— Start of Supplied records —

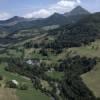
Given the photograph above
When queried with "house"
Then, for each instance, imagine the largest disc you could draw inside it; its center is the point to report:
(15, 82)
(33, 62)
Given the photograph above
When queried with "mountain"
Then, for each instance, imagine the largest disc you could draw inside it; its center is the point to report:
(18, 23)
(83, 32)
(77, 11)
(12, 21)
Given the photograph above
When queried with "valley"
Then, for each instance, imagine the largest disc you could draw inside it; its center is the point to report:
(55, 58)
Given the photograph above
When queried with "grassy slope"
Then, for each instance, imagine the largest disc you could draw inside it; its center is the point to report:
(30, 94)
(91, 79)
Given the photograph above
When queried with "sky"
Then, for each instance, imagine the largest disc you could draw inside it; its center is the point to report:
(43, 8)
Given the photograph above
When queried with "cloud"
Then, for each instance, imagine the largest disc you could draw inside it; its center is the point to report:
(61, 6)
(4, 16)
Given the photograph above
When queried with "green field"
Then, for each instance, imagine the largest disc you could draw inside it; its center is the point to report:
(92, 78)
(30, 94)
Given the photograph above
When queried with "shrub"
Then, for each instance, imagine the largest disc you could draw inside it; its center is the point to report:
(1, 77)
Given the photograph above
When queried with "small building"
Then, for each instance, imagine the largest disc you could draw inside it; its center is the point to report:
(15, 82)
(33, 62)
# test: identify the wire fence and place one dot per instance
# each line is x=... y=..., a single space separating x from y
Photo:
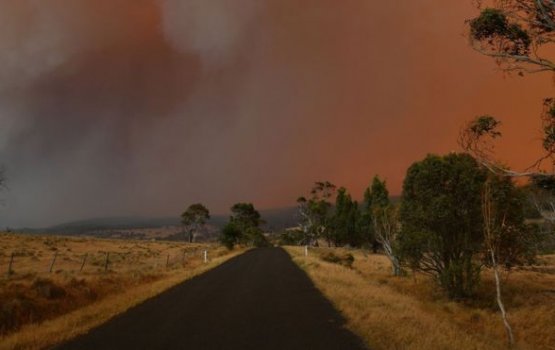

— End of Supplied records —
— Start of Supplied records —

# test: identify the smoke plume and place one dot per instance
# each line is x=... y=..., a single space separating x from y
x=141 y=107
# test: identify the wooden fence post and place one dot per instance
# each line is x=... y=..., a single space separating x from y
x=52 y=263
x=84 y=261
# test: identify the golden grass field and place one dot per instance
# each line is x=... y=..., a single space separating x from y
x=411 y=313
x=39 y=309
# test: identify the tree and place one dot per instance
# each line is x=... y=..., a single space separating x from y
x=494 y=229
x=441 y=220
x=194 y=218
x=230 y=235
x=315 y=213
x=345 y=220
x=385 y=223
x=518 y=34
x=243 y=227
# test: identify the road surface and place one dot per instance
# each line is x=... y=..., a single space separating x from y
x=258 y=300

— End of Supplied records —
— Start of Supplied records —

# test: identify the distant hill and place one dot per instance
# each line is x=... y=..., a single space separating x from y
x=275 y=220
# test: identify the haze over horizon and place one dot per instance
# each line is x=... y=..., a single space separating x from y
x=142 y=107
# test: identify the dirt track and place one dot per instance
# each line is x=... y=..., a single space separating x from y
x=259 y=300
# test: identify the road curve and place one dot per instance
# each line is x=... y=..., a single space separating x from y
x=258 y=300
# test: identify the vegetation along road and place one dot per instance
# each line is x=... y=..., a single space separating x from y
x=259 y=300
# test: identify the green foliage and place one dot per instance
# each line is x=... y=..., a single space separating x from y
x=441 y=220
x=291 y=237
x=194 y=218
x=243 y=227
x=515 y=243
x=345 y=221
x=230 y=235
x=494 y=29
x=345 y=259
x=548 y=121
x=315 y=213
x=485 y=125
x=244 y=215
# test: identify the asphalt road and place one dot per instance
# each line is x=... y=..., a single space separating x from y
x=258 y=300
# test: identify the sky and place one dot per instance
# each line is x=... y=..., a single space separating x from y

— End of Supplied records —

Exercise description: List each line of the rows above that contains the word "queried".

Answer to the problem:
When queried with "house"
When queried with "mountain"
When queried with "valley"
When queried with "grassy slope"
When queried with "sky"
When queried with "cloud"
When queried with "green field"
When queried with "shrub"
When queried with "small building"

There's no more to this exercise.